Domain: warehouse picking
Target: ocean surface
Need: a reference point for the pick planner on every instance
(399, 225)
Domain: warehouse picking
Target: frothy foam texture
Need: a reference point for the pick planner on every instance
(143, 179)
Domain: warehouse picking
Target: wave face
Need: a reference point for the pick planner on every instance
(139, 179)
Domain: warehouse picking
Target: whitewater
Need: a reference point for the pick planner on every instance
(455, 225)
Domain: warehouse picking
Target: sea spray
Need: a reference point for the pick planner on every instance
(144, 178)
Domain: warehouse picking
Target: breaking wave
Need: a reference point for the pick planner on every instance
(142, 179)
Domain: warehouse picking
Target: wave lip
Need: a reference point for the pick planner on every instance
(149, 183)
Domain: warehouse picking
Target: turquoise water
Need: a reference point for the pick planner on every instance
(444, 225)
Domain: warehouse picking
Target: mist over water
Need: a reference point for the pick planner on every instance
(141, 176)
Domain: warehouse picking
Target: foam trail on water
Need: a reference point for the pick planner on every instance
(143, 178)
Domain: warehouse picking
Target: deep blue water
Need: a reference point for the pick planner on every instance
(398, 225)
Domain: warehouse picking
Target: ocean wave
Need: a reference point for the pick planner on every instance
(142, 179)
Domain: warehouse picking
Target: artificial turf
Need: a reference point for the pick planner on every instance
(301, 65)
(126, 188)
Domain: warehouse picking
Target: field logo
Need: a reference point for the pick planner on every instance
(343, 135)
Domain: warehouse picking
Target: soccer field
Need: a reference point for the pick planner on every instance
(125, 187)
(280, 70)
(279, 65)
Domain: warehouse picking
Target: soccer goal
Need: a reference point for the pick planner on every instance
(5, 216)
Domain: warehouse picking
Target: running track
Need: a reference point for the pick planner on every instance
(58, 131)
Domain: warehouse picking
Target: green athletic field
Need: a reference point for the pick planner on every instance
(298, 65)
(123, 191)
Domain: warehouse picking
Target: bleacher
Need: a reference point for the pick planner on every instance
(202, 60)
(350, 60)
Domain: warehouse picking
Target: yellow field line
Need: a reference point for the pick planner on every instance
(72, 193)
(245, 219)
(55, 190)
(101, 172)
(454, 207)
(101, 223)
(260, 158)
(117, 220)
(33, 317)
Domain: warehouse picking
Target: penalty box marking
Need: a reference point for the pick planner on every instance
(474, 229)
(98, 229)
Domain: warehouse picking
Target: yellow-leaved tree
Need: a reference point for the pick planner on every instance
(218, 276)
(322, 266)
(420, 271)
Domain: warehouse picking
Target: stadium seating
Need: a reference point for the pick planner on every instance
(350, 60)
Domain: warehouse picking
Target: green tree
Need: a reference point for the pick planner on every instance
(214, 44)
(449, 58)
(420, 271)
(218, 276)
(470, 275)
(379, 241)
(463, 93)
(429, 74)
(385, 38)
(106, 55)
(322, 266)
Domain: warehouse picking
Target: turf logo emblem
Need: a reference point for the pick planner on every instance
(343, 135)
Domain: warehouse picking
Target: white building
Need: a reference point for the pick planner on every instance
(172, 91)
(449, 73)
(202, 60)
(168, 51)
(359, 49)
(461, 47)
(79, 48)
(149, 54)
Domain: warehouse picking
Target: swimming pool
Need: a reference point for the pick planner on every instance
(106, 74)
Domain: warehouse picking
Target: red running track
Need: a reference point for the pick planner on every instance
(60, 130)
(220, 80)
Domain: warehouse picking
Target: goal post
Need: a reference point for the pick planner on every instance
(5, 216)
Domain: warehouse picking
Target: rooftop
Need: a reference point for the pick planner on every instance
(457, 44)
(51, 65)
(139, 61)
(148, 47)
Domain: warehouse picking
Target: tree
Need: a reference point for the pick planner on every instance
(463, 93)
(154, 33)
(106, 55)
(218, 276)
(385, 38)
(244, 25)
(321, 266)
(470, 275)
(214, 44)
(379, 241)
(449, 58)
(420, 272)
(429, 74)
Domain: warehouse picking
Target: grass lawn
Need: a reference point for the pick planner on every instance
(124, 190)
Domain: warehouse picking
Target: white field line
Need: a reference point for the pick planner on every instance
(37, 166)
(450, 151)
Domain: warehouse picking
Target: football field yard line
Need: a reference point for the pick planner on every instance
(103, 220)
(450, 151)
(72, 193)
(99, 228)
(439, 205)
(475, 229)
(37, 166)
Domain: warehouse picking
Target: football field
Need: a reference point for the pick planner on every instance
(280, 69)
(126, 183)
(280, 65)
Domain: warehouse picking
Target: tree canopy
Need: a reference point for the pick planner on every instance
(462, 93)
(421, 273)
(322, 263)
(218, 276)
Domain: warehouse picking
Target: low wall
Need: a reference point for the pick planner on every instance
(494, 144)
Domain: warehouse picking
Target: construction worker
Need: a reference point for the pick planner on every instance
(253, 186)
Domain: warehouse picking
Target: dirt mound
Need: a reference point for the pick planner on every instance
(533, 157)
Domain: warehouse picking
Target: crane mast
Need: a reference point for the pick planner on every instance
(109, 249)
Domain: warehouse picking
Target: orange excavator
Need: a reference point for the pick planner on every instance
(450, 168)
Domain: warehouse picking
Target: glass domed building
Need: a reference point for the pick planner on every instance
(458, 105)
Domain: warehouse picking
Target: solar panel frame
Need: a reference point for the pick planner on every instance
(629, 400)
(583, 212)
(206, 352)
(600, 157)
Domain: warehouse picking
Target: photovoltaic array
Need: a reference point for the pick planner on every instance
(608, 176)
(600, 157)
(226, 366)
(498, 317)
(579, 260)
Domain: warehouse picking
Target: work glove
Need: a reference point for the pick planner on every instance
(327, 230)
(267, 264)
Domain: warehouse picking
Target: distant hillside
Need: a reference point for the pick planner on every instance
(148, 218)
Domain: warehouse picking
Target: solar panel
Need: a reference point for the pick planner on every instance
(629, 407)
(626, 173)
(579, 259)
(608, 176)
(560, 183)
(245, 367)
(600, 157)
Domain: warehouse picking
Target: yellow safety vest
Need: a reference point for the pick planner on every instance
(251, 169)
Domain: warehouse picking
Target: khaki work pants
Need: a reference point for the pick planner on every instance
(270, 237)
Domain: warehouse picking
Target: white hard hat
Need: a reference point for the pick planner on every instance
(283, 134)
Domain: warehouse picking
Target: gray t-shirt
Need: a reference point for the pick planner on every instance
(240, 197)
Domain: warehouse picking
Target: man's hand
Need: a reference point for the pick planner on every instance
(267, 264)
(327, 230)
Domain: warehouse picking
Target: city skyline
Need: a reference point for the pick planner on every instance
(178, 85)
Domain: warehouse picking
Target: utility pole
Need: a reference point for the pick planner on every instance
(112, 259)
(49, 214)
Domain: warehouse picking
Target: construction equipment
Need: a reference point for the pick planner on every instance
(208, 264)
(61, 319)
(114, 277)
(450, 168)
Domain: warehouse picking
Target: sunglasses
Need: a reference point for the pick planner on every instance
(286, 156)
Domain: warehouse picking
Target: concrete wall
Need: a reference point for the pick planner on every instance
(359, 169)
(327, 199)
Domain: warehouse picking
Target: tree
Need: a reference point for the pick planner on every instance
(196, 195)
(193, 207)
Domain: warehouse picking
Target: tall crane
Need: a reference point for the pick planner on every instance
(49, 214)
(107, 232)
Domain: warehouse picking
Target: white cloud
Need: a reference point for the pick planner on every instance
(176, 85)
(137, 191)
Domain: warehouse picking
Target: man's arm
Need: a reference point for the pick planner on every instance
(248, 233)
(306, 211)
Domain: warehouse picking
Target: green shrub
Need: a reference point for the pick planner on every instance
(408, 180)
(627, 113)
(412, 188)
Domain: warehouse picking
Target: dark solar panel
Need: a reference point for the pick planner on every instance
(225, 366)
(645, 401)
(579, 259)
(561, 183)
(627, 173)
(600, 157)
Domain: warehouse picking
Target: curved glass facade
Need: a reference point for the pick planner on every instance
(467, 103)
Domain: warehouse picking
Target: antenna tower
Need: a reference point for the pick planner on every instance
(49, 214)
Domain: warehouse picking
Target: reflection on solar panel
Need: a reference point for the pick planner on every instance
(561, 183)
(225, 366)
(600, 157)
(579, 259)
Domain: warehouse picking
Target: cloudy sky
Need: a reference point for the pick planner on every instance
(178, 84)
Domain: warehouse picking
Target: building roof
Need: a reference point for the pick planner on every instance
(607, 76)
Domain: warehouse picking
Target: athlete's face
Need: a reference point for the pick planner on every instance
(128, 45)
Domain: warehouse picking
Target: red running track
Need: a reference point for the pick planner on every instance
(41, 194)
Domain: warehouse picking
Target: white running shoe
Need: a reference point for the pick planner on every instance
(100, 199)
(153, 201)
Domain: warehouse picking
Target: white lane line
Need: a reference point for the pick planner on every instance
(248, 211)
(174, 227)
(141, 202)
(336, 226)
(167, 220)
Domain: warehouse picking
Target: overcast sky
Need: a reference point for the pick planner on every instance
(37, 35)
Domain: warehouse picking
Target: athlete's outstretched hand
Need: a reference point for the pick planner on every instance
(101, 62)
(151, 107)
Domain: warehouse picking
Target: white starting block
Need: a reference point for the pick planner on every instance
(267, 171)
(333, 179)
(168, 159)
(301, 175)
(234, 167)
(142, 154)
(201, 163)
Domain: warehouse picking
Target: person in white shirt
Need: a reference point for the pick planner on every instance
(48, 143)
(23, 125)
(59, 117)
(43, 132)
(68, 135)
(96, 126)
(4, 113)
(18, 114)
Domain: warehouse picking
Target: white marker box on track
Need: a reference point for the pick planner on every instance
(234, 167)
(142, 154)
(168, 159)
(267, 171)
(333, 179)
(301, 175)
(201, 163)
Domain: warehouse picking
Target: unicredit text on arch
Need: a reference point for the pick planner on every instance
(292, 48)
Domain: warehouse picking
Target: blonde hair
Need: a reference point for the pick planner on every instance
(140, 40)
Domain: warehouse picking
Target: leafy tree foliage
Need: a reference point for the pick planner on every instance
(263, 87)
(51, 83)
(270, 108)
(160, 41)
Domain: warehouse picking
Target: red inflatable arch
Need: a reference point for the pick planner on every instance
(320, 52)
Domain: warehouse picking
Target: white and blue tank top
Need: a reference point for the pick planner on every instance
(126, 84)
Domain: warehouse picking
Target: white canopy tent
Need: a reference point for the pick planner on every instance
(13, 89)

| Given task |
Show each line of the entries above that contains the word "hand".

| Written answer |
Target: man's hand
Target: athlete's outstretched hand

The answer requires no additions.